**ARBEITSAUFTRAG**: Knüpfen Sie an den letzten Satz des Berichts über Bühlers „Altjahrkantate“ an und setzen Sie ihn fort.

**AUSGANGSTEXT**:

Der Eingangschor flehe bereits „Altes Jahr komm nicht wieder! Hast tausend Plagen ausgeheckt, die uns dein Lauf gebar.“ Des weiteren sei das Volk gequält worden „von Advokaten, Denunzianten, fremden Soldaten und Verschwörern“ und vom Russisch-Türkischen Krieg. Auf der Suche nach dem zunächst unbekannten Entstehungsjahr stieß das Studienseminar, das er auf Bühler ansetzte, auf das Jahr 1799, das aufgrund der im Text vorkommenden geschichtlichen Ereignisse identifiziert werden konnte. Damals herrschte offensichtlich allgemeine Weltuntergangsstimmung und dennoch sang der Schlusschor im entsprechenden Musikbeispiel „Gott wird uns nicht verlassen.“
Bühler komponierte 1790 die Neujahrskantate
Die eindringliche Schilderung der katastrophalen Zustände habe auch die Angst des Mönchs Bühler vor der Auflösung der Klöster im Nachgang der Französischen Revolution mit einbezogen. Die Recherchen der Co-Referentinnen Isabelle Krotz, Lena Gronbach und Franziska Blessing hätten allerdings nachgewiesen, dass Bühler die „Altjahrkantate“ erst nach seinem Austritt aus dem Kloster Donauwörth in Bozen geschrieben hätte, wo er 1794 die Stiftsorganistenstelle angetreten hatte. Die Kantate sei also eine Bestellung aus Donauwörth gewesen, für Dr. Ullrich ein wichtiges musikalisches Kulturgut und zugleich ein geschichtliches Dokument besonderer Art.

**BEREITGESTELLTE ANGABEN**:
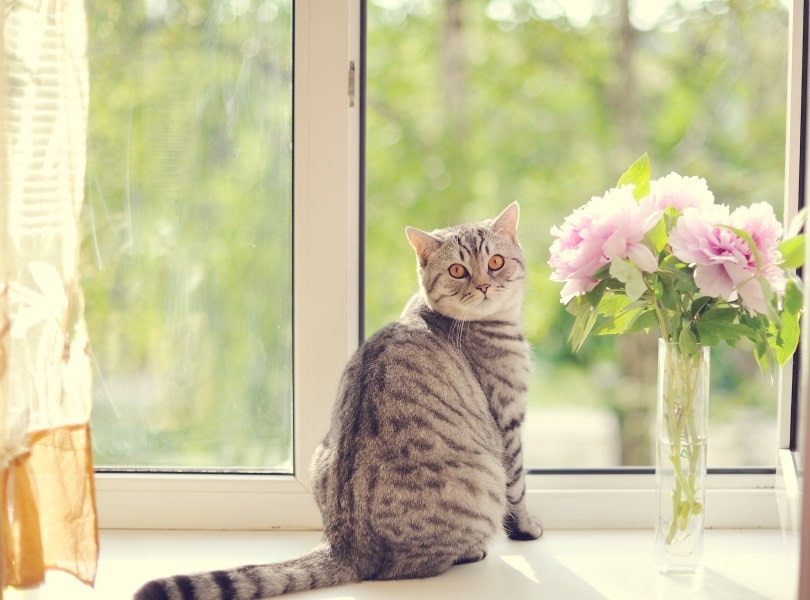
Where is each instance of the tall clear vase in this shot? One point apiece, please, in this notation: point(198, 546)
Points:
point(680, 469)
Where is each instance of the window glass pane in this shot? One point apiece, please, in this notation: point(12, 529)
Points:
point(474, 104)
point(188, 233)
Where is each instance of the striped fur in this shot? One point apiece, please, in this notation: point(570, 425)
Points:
point(422, 465)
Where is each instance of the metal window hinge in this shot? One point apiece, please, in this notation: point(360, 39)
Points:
point(352, 83)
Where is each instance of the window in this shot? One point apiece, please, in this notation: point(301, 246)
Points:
point(547, 103)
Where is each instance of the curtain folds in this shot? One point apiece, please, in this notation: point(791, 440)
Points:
point(47, 498)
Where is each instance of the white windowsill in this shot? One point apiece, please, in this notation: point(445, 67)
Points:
point(612, 564)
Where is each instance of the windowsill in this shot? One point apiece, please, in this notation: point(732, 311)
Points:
point(739, 564)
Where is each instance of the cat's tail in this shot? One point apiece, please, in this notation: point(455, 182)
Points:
point(320, 568)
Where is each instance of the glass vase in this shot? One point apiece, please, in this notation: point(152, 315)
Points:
point(680, 468)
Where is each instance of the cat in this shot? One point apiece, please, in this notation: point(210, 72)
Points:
point(422, 464)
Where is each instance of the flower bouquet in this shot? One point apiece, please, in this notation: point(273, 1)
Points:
point(662, 254)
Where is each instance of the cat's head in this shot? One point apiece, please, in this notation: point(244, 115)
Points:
point(472, 272)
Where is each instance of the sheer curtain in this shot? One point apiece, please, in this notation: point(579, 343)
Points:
point(47, 506)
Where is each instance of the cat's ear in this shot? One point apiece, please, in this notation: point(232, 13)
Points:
point(507, 221)
point(423, 243)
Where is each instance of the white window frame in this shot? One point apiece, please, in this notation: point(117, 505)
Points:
point(326, 277)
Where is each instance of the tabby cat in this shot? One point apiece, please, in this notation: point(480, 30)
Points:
point(422, 464)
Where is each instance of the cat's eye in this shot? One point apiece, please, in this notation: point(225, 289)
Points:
point(457, 271)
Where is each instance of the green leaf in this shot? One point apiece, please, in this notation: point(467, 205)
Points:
point(748, 240)
point(788, 336)
point(792, 251)
point(631, 276)
point(617, 323)
point(646, 320)
point(613, 304)
point(720, 315)
point(638, 175)
point(657, 236)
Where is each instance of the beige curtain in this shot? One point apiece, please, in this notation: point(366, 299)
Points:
point(47, 505)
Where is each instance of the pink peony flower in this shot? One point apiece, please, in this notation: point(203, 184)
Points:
point(606, 228)
point(725, 265)
point(681, 192)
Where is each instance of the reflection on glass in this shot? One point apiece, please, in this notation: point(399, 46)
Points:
point(472, 105)
point(188, 233)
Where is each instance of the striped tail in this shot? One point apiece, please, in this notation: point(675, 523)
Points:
point(320, 568)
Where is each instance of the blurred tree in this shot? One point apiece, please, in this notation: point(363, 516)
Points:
point(188, 232)
point(475, 104)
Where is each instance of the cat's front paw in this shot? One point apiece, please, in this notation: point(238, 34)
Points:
point(522, 528)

**ANTWORT ZUR AUFGABE**:
Als Pendant dieses Werks gelte die 1790 komponierte „Neujahrskantate“, die statt eines Jahresrückblicks die vom neuen Jahr erbetenen Wünsche ausdrücke. Auf die Frage „Warum soll man sich freuen?“ sang der Chor im Hörbeispiel: „Gib uns Getreide und Wein!“. Die Menschen ersehnten sich also genügend Nahrung und wiederkehrende freudige Feste, vor allem auch das Ende des schon fünf Jahre dauernden Krieges in energischer Forderung: „Kriege auch verbitten wir!“
Beide Kantaten würden als „Grabmusiken“ bezeichnet, seien aber nicht für Beerdigungen gedacht, sondern als besonderer Musiktypus für Auferstehungsfeiern. Die Darstellung der Auferstehung Jesu in der Maihinger Klosterkirche sei ein ganzjährig zu besichtigendes, anschauliches Beispiel für diese religiöse Thematik. (emy)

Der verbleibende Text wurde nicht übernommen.